*Belge Bölümü*:

Sigortacılık Kanunu’na göre de istisna olan rizikoların da sayılması gerekir.
Sigorta kapsamı dışında bırakılan rizikolar istisna,
muafiyet, teminat dışında bırakılan haller olarak bilinir. Örneğin, yangın
rizikosuna karşı yapılan sigortada, yangının savaştan kaynaklanması halinde sigortacının
mesul olmadığı öngörülebilir.
Rizikonun Gerçekleştirilmesi
Sigortadan menfaat elde edecek olan kişinin ihmal veya kastı
ile rizikonun gerçekleşmesi halinde, rizikonun gerçekleştirilmesinden söz
edilir.
Sigorta ettiren, sigortalı, lehtar veya bunların hukuken
fiillerinden sorumlu olduğu kişilerin, yani yardımcı kişiler ve istihdam edilen
kişilerin, kast derecesine ulaşmamış bir kusuru ile rizikonun gerçekleşmesine
sebebiyet verilmiş ise, sigortacı, sigorta tazminatını öder.

*Görevler*:
[1] Lütfen sigorta rizikoları metninden "Sigorta kapsamı dışında" sözleriyle başlayıp "sigorta tazminatını öder." sözlerine kadar süren kısmı değiştirmeden çıktı olarak verin.
[2] Sigorta rizikoları metnini kaldığı yerden sürdürün.
Sonraki satırlar metinle ilgisi olmayan başka bir kaynaktan alınmıştır.

*Verilen Satırlar*:
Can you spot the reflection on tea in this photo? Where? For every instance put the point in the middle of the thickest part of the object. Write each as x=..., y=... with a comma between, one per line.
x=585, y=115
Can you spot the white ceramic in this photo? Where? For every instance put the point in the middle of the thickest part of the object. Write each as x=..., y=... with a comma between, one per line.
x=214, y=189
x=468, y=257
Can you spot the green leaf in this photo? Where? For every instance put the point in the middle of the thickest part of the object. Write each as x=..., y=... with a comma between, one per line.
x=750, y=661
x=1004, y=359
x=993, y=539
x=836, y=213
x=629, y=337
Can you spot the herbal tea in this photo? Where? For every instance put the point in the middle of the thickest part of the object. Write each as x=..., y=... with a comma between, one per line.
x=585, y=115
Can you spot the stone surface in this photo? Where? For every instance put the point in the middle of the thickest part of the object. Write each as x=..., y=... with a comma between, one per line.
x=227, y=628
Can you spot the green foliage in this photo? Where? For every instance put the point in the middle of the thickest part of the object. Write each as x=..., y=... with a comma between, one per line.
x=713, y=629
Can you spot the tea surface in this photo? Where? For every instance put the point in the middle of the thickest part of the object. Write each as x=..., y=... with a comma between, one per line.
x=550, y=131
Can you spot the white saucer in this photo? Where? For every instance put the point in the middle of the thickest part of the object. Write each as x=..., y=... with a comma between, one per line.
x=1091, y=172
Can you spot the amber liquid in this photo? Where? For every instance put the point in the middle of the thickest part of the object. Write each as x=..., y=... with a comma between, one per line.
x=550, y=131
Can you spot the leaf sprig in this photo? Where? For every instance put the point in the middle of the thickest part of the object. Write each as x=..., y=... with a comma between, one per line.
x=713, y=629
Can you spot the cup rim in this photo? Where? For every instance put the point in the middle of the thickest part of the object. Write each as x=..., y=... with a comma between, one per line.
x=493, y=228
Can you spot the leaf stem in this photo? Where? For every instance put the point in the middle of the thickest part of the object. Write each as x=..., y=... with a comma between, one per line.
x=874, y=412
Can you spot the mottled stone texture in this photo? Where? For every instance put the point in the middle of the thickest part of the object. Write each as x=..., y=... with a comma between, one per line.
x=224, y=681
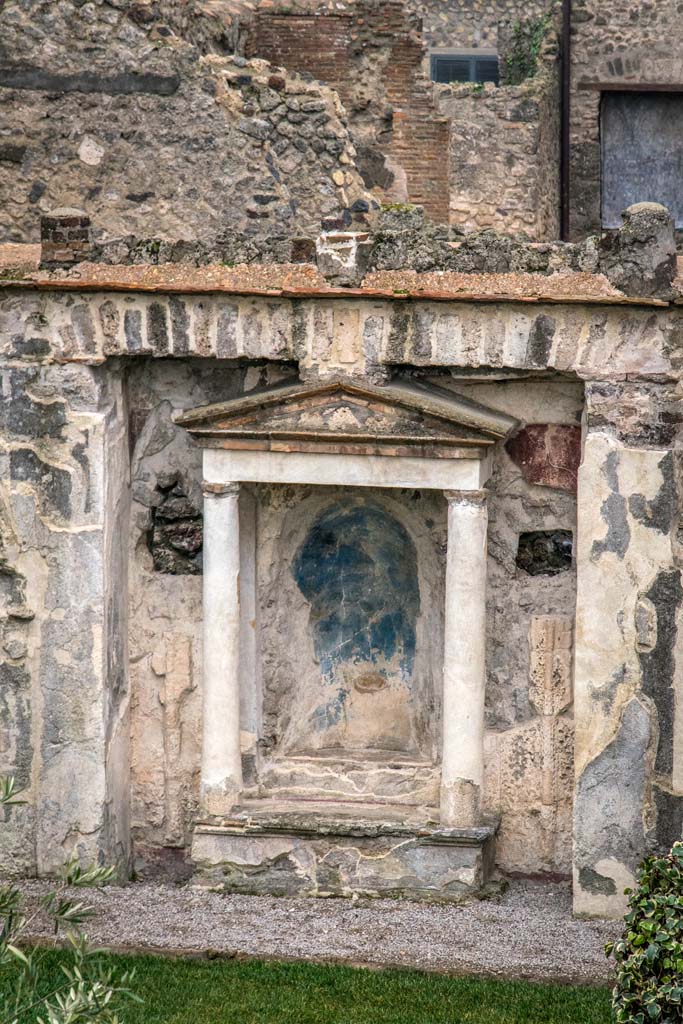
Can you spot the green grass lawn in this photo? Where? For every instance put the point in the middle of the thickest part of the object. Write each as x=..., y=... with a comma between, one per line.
x=254, y=992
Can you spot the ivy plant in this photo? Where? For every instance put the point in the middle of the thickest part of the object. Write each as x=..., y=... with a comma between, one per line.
x=89, y=990
x=649, y=954
x=521, y=60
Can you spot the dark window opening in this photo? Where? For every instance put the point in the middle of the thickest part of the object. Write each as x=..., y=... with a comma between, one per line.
x=642, y=153
x=446, y=68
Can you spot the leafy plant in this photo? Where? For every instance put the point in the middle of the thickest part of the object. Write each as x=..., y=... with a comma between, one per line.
x=649, y=954
x=526, y=40
x=89, y=991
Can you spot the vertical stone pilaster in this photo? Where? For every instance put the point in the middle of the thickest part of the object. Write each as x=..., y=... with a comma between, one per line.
x=627, y=649
x=464, y=659
x=63, y=462
x=221, y=760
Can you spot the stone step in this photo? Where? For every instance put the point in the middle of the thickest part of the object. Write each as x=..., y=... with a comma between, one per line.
x=313, y=849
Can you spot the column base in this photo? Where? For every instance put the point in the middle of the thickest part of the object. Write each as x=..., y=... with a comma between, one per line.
x=461, y=804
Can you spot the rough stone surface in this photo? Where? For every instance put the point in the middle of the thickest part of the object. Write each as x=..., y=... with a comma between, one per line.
x=640, y=259
x=627, y=656
x=196, y=145
x=326, y=858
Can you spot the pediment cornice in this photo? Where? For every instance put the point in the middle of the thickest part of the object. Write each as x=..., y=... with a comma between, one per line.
x=404, y=417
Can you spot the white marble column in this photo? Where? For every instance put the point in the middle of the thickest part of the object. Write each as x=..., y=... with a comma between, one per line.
x=464, y=659
x=221, y=759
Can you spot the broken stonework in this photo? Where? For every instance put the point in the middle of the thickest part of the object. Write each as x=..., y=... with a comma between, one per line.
x=640, y=258
x=176, y=531
x=546, y=553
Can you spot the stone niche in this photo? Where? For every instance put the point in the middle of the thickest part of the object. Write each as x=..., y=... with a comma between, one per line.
x=344, y=640
x=350, y=612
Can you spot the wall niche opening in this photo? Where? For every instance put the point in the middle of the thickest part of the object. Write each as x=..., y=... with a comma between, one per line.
x=348, y=624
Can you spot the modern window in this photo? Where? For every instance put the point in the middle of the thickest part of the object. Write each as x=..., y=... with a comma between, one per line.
x=460, y=67
x=642, y=153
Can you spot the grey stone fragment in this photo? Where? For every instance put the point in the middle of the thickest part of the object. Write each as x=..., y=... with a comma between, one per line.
x=640, y=258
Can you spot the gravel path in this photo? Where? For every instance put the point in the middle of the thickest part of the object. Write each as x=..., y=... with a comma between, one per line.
x=526, y=933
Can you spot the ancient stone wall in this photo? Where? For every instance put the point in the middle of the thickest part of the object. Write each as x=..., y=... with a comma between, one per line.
x=189, y=147
x=629, y=44
x=373, y=55
x=471, y=24
x=505, y=151
x=63, y=617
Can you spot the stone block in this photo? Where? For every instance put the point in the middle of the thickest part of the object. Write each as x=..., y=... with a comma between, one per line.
x=309, y=854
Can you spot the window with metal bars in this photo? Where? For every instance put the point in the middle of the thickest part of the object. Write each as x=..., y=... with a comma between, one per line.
x=446, y=68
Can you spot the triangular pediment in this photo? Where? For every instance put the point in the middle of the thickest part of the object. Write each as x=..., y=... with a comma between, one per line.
x=403, y=417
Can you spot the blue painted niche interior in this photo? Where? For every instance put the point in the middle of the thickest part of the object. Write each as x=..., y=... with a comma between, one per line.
x=357, y=568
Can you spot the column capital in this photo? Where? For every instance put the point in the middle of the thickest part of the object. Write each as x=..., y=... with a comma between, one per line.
x=210, y=489
x=466, y=497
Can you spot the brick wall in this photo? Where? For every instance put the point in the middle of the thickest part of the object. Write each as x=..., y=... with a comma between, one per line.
x=316, y=45
x=505, y=152
x=374, y=56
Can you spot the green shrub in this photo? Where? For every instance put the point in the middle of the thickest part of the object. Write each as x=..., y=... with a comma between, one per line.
x=649, y=954
x=521, y=60
x=88, y=991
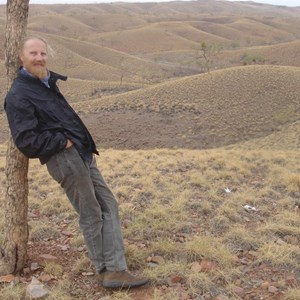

*Görev Bazında Yanıtlar*:
[1]
Sigorta kapsamı dışında bırakılan rizikolar istisna,
muafiyet, teminat dışında bırakılan haller olarak bilinir. Örneğin, yangın
rizikosuna karşı yapılan sigortada, yangının savaştan kaynaklanması halinde sigortacının
mesul olmadığı öngörülebilir.
Rizikonun Gerçekleştirilmesi
Sigortadan menfaat elde edecek olan kişinin ihmal veya kastı
ile rizikonun gerçekleşmesi halinde, rizikonun gerçekleştirilmesinden söz
edilir.
Sigorta ettiren, sigortalı, lehtar veya bunların hukuken
fiillerinden sorumlu olduğu kişilerin, yani yardımcı kişiler ve istihdam edilen
kişilerin, kast derecesine ulaşmamış bir kusuru ile rizikonun gerçekleşmesine
sebebiyet verilmiş ise, sigortacı, sigorta tazminatını öder.

[2]
Sigorta ettiren, sigortalılar rizikonun gerçekleşmesine
kasten sebep oldukları takdirde, sigortacı tazminat borcundan kurtulur ve
aldığı primleri geri vermez. Bu
kişilerin hukuken fiillerinden sorumlu oldukları kişiler tazminat ödenmesini
sağlamak amacıyla rizikoyu gerçekleştirirlerse sigortacı tazminat borcundan
kurtulur ve aldığı primleri geri vermez.
Lehtar, sigortalıyı öldürmüş veya onun öldürülmesinde
herhangi bir şekilde suç ortaklığı etmişse, sigorta bedelinden mahrum kalır ve
bu bedel ölenin mirasçılarına ödenir. İntihar halinde de sigorta bedeli lehtara
ödenir.
Sigortacının Ödemesi
Meblağ sigortalarında, sigortacı tazminat ödemesi gereken
bir durum olduğunu tespit ettiğinde sorumlu olduğu bedeli öder. Zarar
sigortalarında ise ödenecek tutarın tespit edilmesi gerekir. Uygulamada zararın
tespiti için sigorta eksperi tayin edilmektedir. Eksperler sigortacıdan
bağımsızdır. Eksperin hazırladığı rapora ekspertiz raporu denir.
Zarar tutarlarının belirlenmesine yönelik olarak poliçelerde
hakem bilirkişi hükümleri bulunmaktadır. Uygulamada bu prosedür genellikle
atlanarak dava açma yoluna gidilmektedir. Yargıtay, bu durumda mahkemenin
davayı reddetmemesi gerektiğini, taraflara süre verilerek prosedürün yerine
getirilmesinin sağlanması gerektiğini söylemektedir. Yine Yargıtay’a göre
taraflar arasındaki uyuşmazlık rizikonun kapsam dışı olup olmamasına ilişkin
ise, mahkeme durumu tespit etmeli ve zararı da kendisi hesaplatmalıdır.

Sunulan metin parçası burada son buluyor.